74

Suppose you have an array:

int array[SIZE];

or

int *array = new(int[SIZE]);

Does C or C++ guarantee that array < array + SIZE, and if so where?

I understand that regardless of the language spec, many operating systems guarantee this property by reserving the top of the virtual address space for the kernel. My question is whether this is also guaranteed by the language, rather than just by the vast majority of implementations.

As an example, suppose an OS kernel lives in low memory and sometimes gives the highest page of virtual memory out to user processes in response to mmap requests for anonymous memory. If malloc or ::operator new[] directly calls mmap for the allocation of a huge array, and the end of the array abuts the top of the virtual address space such that array + SIZE wraps around to zero, does this amount to a non-compliant implementation of the language?
▬▬▬
__Prompt 1__: Pull every line from the listing below that contains the string "hair", copying each one unchanged.
▬▬▬
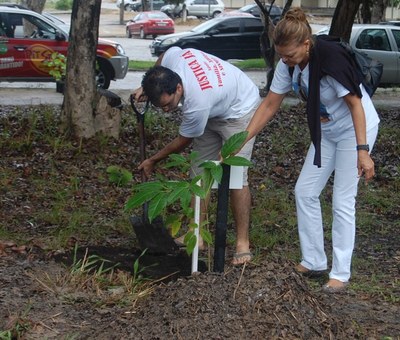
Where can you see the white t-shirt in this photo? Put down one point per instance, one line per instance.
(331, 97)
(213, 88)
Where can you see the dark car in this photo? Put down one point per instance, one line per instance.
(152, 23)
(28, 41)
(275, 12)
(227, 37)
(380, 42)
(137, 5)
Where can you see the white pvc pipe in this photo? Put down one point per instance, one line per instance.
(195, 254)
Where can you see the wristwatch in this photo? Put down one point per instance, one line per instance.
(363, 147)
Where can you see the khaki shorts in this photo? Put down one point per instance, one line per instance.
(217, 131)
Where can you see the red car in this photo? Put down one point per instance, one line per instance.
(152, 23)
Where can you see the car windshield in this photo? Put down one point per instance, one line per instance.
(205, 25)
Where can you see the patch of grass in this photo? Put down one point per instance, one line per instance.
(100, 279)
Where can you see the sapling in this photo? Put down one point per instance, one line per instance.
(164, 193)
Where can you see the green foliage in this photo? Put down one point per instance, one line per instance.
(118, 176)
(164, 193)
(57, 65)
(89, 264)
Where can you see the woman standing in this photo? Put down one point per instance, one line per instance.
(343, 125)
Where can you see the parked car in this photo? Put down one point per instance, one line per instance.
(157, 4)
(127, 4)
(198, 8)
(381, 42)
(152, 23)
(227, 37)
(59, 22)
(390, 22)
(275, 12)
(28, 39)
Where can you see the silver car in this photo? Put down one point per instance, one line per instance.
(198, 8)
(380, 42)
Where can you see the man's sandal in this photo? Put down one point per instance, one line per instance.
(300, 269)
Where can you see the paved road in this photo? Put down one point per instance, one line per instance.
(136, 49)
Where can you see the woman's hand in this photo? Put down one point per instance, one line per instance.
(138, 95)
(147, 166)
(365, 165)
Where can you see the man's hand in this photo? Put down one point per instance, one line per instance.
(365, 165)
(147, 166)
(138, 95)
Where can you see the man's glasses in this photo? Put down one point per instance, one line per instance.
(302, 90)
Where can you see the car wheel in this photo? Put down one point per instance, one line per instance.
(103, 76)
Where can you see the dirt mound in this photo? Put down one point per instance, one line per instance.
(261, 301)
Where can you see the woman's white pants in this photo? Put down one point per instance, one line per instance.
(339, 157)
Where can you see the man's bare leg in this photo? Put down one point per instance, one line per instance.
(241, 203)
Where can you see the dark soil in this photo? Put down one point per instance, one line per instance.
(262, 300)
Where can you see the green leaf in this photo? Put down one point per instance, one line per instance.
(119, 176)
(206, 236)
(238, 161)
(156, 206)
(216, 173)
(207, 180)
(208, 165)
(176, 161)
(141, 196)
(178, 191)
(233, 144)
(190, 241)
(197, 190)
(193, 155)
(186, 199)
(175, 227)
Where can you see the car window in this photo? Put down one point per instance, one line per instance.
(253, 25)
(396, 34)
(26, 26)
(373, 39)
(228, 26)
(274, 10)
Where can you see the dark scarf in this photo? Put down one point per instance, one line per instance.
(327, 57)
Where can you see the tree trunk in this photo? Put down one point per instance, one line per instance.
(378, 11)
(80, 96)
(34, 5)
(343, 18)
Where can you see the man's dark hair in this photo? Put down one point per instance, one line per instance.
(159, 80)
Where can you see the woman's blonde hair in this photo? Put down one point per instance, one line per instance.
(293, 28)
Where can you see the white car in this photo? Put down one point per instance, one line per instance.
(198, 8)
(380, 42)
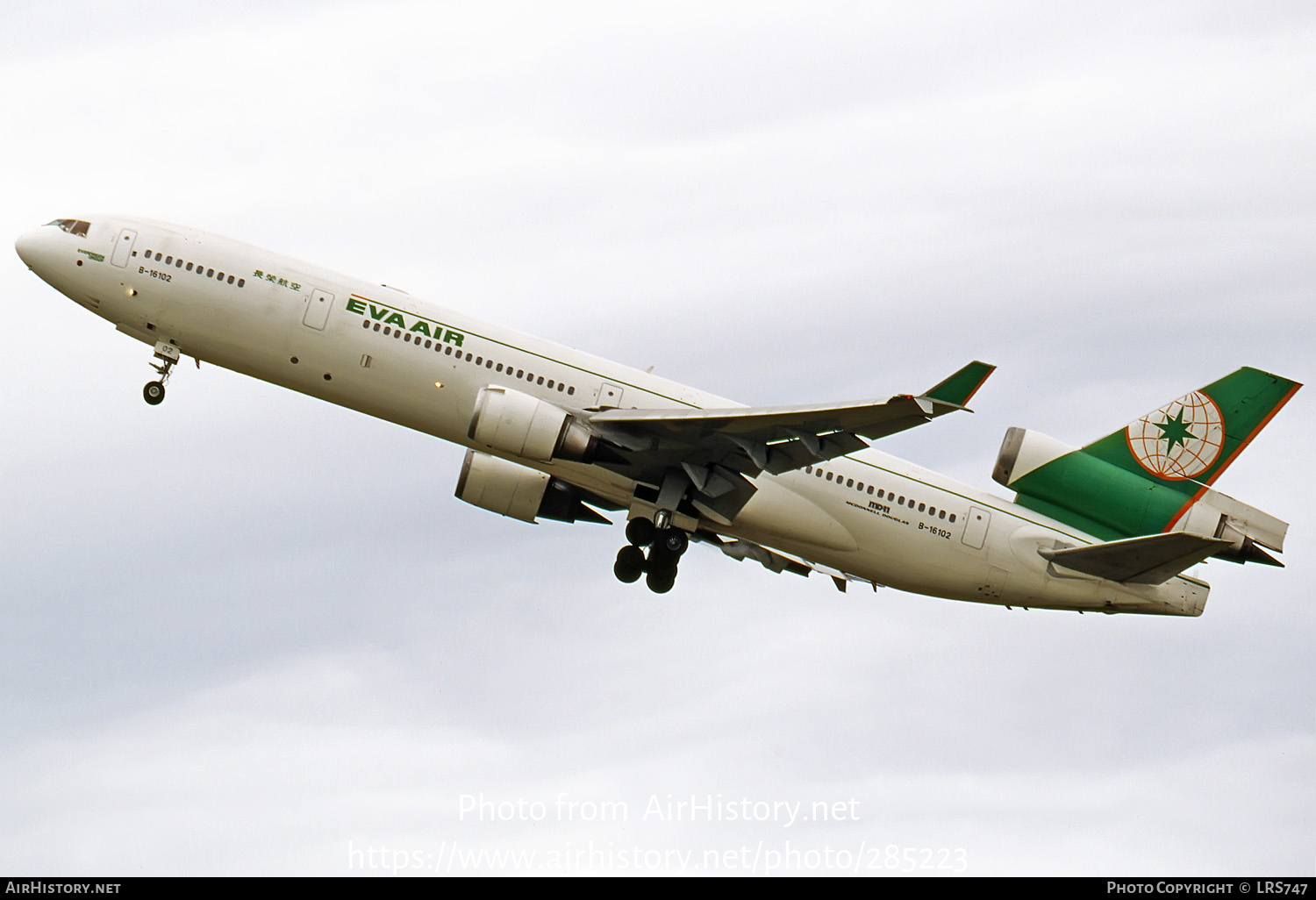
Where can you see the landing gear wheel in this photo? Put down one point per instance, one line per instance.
▬▬▬
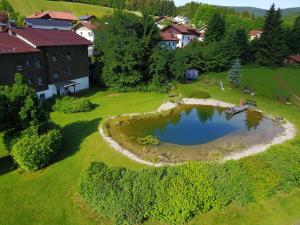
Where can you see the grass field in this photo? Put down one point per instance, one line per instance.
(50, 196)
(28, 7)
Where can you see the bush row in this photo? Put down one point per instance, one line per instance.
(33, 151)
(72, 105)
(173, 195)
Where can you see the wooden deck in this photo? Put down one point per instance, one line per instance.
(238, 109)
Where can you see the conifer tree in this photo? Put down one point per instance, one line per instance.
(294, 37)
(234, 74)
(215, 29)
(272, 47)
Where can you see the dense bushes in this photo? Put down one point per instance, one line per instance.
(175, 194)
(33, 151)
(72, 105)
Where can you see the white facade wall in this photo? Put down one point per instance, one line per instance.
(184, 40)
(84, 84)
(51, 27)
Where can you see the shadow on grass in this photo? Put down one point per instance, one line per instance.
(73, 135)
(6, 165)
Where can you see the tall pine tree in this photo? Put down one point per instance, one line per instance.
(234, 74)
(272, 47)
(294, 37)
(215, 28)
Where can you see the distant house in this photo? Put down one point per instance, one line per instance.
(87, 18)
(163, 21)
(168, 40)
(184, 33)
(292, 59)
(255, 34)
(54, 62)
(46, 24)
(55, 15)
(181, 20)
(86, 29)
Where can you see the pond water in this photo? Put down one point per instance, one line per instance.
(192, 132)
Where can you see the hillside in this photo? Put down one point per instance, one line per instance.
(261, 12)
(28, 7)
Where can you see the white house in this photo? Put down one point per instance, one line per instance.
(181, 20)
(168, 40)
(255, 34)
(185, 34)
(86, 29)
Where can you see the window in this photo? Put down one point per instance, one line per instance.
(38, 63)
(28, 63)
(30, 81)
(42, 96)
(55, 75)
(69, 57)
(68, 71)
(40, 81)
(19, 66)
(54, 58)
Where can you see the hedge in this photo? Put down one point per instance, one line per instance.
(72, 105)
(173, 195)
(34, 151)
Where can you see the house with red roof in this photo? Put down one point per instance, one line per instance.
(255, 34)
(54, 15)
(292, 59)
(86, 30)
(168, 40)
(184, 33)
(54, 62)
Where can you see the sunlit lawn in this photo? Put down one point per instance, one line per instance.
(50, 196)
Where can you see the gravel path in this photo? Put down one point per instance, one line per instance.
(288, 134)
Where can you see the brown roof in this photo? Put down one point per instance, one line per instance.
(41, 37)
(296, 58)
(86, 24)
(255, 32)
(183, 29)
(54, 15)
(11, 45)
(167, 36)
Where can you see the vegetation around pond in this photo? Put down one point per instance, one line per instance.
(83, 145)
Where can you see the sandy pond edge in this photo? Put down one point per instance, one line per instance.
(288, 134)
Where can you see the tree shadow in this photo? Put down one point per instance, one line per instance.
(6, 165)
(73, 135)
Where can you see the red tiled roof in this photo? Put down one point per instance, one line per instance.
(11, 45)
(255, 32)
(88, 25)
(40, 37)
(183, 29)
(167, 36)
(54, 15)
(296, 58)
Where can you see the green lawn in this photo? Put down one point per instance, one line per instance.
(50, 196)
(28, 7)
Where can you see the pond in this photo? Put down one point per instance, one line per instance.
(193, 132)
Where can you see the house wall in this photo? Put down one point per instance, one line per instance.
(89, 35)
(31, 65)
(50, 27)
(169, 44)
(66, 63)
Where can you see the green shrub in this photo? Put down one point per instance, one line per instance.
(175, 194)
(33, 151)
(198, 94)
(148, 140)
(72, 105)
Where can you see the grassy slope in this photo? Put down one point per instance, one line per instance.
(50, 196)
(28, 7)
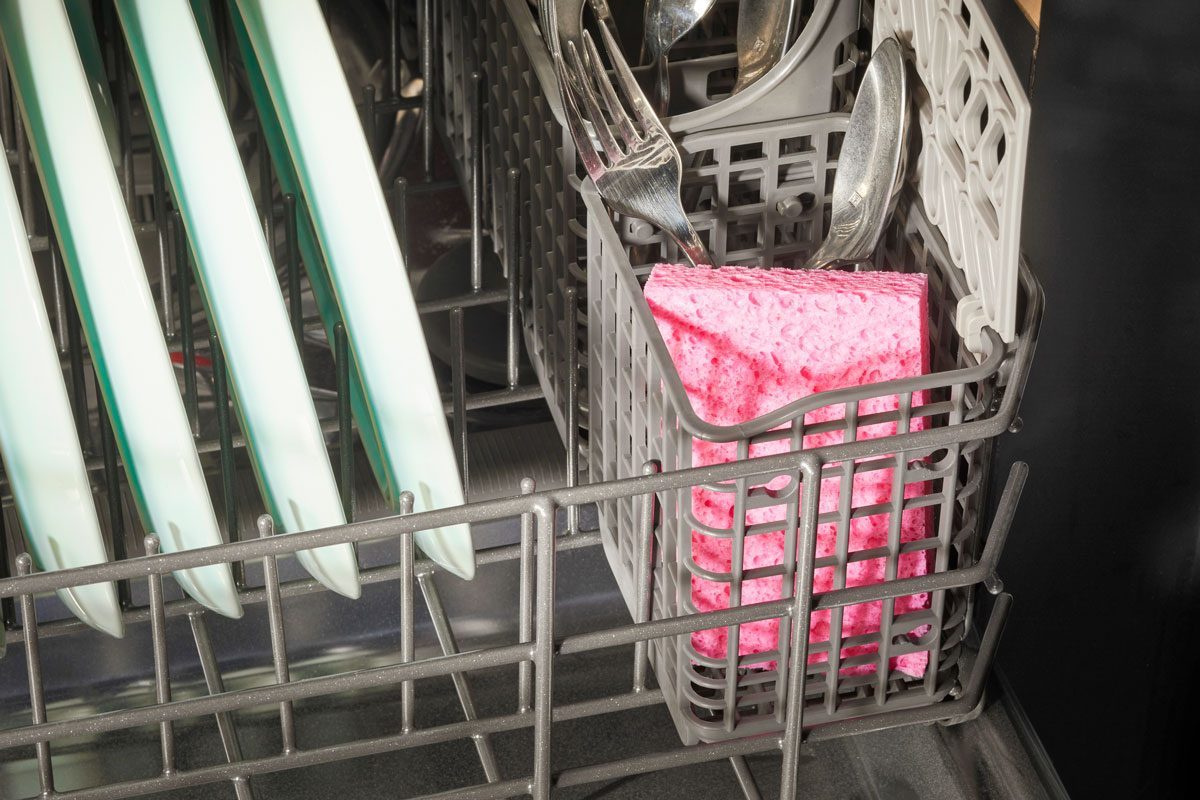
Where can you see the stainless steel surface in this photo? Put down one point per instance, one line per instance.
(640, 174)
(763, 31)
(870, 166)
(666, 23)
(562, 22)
▬▬▬
__Prompt 2__: Condense the paragraph of the pointer-ordering question above that begins "As an example, suppose an OS kernel" into a short bulleted list that keeps its main facts.

__Output 1__:
Where can you see the man's dark hair in this photo? Put down one point per instance, one line per instance.
Where can you see the woman's blonde hair in this photo? Put down one point per instance, one line per instance.

__Output 2__:
- An OS kernel resides in low memory and sometimes gives the highest page of virtual memory to user processes in response to mmap requests for anonymous memory.
- malloc or ::operator new[] calls mmap directly to allocate a huge array.
- The end of the array abuts the top of the virtual address space, so array + SIZE wraps around to zero.
- Question: does this make the implementation non-compliant with the language?